Exercise task:
Rewrite each of the entries below, replacing "in this scene" with "in this image" and leaving everything else unchanged.
##### Exercise data
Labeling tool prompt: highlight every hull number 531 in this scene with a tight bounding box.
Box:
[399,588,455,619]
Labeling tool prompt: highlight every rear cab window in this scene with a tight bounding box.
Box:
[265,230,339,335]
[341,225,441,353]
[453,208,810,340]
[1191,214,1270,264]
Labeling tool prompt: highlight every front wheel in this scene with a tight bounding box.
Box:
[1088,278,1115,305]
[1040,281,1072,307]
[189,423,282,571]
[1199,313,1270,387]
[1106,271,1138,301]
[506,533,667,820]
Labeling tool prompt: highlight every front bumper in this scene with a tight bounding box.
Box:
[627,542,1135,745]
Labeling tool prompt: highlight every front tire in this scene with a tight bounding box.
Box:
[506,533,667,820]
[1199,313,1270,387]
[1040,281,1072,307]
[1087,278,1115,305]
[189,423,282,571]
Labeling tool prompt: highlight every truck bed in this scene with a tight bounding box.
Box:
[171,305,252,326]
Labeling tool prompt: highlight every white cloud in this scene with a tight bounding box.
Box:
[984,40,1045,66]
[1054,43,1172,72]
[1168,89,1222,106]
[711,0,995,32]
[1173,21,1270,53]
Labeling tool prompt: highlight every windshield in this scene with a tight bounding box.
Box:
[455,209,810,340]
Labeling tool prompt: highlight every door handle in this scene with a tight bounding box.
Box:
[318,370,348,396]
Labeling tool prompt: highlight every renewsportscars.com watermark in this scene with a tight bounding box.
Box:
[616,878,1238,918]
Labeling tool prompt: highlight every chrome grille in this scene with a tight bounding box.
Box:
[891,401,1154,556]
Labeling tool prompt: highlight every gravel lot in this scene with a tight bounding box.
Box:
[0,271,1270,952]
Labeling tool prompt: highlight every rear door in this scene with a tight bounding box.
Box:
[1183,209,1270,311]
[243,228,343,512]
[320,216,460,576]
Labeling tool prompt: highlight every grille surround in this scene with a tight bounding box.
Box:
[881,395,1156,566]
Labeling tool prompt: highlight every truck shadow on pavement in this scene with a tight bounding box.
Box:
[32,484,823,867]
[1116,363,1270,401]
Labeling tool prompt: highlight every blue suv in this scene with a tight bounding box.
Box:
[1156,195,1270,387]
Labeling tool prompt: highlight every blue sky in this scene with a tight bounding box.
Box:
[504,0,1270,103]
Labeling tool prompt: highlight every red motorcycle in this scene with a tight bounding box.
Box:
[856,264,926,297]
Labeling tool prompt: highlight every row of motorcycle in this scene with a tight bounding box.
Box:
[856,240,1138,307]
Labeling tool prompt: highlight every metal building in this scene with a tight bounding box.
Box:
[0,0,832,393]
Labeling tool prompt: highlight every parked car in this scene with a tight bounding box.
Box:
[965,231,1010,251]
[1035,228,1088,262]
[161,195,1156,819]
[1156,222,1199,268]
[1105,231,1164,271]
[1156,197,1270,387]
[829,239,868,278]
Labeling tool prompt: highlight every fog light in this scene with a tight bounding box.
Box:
##########
Completed exercise:
Labeling tool prompt: highlight every hull number 531 in this image with a tight bounding box.
Box:
[399,588,455,619]
Labeling tool prompt: highlight every rear cab window in this image with a tight bounding box.
Box:
[265,230,339,335]
[341,225,441,353]
[453,208,810,340]
[1191,214,1270,264]
Labeling tool prompt: highlight every front wheel in this image with a tight bounding box.
Box:
[1088,278,1115,305]
[1040,281,1072,307]
[189,423,282,571]
[1199,313,1270,387]
[1106,271,1138,301]
[506,533,667,820]
Labeling tool prompt: highlight every front bumper in this image with a tight bounding box.
Box:
[627,542,1135,745]
Labeling tool prompt: highlight every front tire in this image with a tight bounding box.
Box:
[506,533,667,820]
[1199,313,1270,387]
[1040,281,1072,307]
[1087,278,1115,305]
[189,423,282,571]
Labeling tool prompt: highlight every truck bed in this image with a tight bounding box.
Box:
[171,305,252,326]
Labeling tool prompt: highlight every white cloud in this image with a tight bounding box.
Box:
[984,40,1045,66]
[1054,43,1172,72]
[1168,89,1222,106]
[711,0,995,32]
[1173,21,1270,53]
Labeling tool prompt: highlight every windshield in this image with a tight bounding box.
Box:
[455,209,810,340]
Labeling tool prompt: highlight every door handle in this image with a tight bounding box.
Box:
[318,370,348,396]
Labeling tool prompt: highlight every renewsportscars.com watermark in this image with a tight bounding box.
Box:
[616,878,1238,918]
Labeling tool prompt: highlight every chrome grille in this image with a tight bounding box.
Box:
[891,401,1154,556]
Labeling tool prompt: highlight every gravel lot in this image with a tight bounding box.
Box:
[0,271,1270,952]
Labeling tool prompt: highlight every rear door in this image with a tight bounding box.
Box:
[1183,209,1270,311]
[243,228,343,512]
[320,216,460,576]
Labeling tool prompt: highlight every grille surround in this image with a tight bounding box.
Box:
[881,395,1156,566]
Labeling tool prompt: highlight every truck shadow on pavement in this image with a tight bounding box.
Box:
[32,484,823,867]
[1116,363,1270,401]
Labeling tool prompt: highlight every blue suv in this image with a tight bounding box.
Box:
[1156,195,1270,387]
Labeling tool prompt: highlight every blue sky in this image with a tight bounding box.
Box:
[504,0,1270,103]
Labeling tool prompt: highlight every red motorcycle in this image with a tight bounding box.
Box:
[856,264,926,297]
Labeling tool prompt: highlight every row of motorcycle in this image with a tight bounding box.
Box:
[856,240,1138,307]
Labeling tool prompt: highlight every metal building in this image with a tight bounding box.
Box:
[0,0,832,393]
Labeling tool prompt: highlight every parked car in this image with a tight bounding box.
Box:
[965,231,1010,251]
[1035,228,1088,262]
[161,195,1156,819]
[1156,222,1199,268]
[1105,231,1164,271]
[1156,197,1270,387]
[829,239,868,278]
Labeling tool prompt: highlight every fog light in this image with a tight bounding box.
Box:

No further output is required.